> _Dataset excerpts_
+++

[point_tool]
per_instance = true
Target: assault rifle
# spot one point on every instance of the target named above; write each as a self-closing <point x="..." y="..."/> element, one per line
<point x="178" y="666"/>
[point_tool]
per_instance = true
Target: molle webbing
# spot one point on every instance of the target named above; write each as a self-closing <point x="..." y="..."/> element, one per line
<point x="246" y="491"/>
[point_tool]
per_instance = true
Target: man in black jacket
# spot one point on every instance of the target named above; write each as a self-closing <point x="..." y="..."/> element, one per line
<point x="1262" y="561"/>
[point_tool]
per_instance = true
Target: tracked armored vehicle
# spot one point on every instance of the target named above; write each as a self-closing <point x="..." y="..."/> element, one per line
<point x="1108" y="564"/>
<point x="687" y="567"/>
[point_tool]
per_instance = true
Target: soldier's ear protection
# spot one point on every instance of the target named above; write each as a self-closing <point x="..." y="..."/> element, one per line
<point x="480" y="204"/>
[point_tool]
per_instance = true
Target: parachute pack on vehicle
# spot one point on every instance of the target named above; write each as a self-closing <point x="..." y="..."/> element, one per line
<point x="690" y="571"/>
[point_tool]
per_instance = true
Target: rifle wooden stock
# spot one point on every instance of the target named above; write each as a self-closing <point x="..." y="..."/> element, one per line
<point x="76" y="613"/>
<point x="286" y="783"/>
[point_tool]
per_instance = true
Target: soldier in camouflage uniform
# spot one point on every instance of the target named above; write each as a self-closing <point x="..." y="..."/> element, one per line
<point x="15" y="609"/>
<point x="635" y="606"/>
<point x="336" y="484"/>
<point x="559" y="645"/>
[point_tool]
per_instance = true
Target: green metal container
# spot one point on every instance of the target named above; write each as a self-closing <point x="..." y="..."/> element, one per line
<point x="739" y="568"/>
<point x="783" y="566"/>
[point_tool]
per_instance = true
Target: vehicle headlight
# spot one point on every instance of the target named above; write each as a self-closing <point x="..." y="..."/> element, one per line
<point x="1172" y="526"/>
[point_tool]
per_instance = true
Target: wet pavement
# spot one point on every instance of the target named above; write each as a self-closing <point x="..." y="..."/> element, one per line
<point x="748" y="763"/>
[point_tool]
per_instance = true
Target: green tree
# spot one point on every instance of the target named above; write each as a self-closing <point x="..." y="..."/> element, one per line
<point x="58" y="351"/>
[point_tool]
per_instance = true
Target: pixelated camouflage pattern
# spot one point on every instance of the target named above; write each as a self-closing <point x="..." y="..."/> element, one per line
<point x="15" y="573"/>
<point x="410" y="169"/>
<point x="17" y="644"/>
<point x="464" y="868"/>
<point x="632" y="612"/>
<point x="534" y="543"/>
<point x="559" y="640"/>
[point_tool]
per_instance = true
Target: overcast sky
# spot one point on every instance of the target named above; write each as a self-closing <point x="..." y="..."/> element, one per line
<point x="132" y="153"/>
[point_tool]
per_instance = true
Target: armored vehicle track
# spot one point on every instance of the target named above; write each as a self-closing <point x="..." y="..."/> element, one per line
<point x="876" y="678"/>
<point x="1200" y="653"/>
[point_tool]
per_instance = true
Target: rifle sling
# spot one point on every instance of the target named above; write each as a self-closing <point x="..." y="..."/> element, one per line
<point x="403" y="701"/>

+++

> _Task requirements_
The lines above, starting at the one with "Target: green metal container" and ending at the one with "Target: wet pavement", are the only ones to return, exactly as written.

> _Answer section_
Target: green metal container
# spot one point on every instance of the target named above; write each as a self-closing <point x="..." y="..."/> element, one per line
<point x="739" y="568"/>
<point x="783" y="566"/>
[point_tool]
per_instance = true
Target: vehicle headlight
# spot one point on every instance of the target named above; write each as a self-closing <point x="..." y="..."/> element, one per line
<point x="1172" y="526"/>
[point_tool]
per_instance = true
Target: wet pavement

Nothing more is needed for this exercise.